TASKS TO COMPLETE »
A. List every organization or institution named in the breast cancer awareness article.
B. Extend the breast cancer awareness article, beginning right after its final sentence.

PASSAGE PROVIDED »
Start of Block

Pink is Amy Wadsworth's favorite color. But when she entered a wig store decorated pink for October -- Breast Cancer Month -- in 2010, she felt that the "awareness" display was revolting.
She was undergoing chemotherapy at the time for breast cancer and had just buzzed off her hair in anticipation of losing it all.
"It doesn't feel like a pretty pink ribbon, is what it kind of amounted to. There's nothing pretty about this," says Wadsworth, 31, of South Thomaston, Maine, remembering her cancer journey. "It's traumatizing. It leaves a little hollow place."
Now that Wadsworth is cancer-free and feeling healthy after seven rounds of chemo and a double-mastectomy, her attitude flipped. She loves the prominent appreciation for breast cancer awareness this month and hopes to one day have her own breast cancer fund to focus on holistic treatments.
Awareness is a tricky thing.
Some women who have been through breast cancer embrace the outreach activities this month, participating in races and other fundraising events. Susan G. Komen for the Cure is perhaps the most recognizable player here, using the color pink and pink ribbons to promote various ways of raising money and "awareness."
Not everyone feels part of the pinkness.
Women with metastatic cancer, which has spread beyond the breast and is more likely to be fatal, sometimes feel left out when the focus of awareness is on curable, small tumors, says Christopher Friese, an oncology nurse and assistant professor at the University of Michigan School of Nursing.
"The clear message is that breast cancer is not a single, or a simple, story," Friese said. "Depending on the stage and the involvement of the tumor, the story could be very different for women at various stages of breast cancer."
There are women such as Ann Silberman of Sacremento, Calif., who aren't necessarily on a road to recovery.
Silberman got her breast cancer diagnosis in 2009 and underwent treatment and surgery, but the cancer spread to her liver. She runs a blog called "Breast Cancer? But Doctor .... I hate pink!" and tells people to "stay far away from anything that says awareness" and instead look to support the organization Metavivor, which focuses on metatastic cancer, StandUp2Cancer, and the American Cancer Society.
Silberman is 54, and her cancer is stage IV. Her goal is to live long enough to see her 15-year-old son go to college.
"The fact is that awareness does not stop cancer," she said. Silberman and some others with metastatic breast cancer are passionate about funding research, believing there is too much money spent on advertising.
The other side of the argument, of course, is that awareness does stop cancer in the sense that educating women about mammography recommendations and self-checking can help detect tumors early.
For Wadsworth, awareness means "get out there and check yourself." She discovered her own tumor; so did Silberman, who thought it was just a cyst.

End of Block

DATASET EXTRACT »
Start of Block

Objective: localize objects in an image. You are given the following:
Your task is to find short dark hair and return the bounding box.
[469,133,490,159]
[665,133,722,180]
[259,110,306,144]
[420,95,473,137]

End of Block
Start of Block

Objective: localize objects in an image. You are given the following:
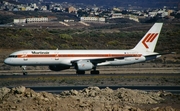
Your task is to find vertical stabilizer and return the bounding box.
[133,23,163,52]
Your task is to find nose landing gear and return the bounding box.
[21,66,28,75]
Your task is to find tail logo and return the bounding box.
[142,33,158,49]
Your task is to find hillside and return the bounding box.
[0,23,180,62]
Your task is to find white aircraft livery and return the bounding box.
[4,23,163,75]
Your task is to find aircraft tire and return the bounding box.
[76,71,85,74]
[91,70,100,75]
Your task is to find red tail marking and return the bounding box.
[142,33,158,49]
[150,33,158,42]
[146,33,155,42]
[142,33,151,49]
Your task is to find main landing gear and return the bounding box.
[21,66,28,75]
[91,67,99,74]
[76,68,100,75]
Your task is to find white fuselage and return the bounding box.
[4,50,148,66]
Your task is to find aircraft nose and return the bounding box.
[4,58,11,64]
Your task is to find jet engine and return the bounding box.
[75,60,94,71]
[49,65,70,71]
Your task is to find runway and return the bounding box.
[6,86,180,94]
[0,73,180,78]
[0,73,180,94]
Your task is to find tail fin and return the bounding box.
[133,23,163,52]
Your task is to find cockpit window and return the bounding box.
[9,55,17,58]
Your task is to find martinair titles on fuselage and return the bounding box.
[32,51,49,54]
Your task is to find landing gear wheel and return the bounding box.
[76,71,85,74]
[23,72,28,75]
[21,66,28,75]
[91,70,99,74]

End of Block

ANSWERS BY TASK »
A.
Susan G. Komen for the Cure
University of Michigan School of Nursing
Metavivor
StandUp2Cancer
American Cancer Society

B.
But Silberman and others feel that the money needs to go toward finding out why cancer spreads, rather than "everyone making a dollar on our disease."
In Friese's view, awareness should focus on the gaps in knowledge that research has demonstrated exist. One study found that many women who receive breast cancer diagnoses do not have an accurate understanding of the disease or of the risk of death or recurrence after treatment.
Some underestimate how likely they are to have a recurrence or die from their tumors, while others overestimate. "What you want to do is get everyone on the same playing field," Friese said.
What progress awareness gets
The biggest player in the breast cancer awareness world is Susan G. Komen for the Cure. On its latest financial statement, the organization claimed credit for helping reduce breast cancer mortality in the United States by 33 percent since 1991.
According to the latest data from the American Cancer Society, death rates from breast cancer among U.S. women have gone down 2.2 percent each year between 1990 and 2007, with larger declines among women younger than 50. Advances in treatment and early detection are thought to be the underlying reasons.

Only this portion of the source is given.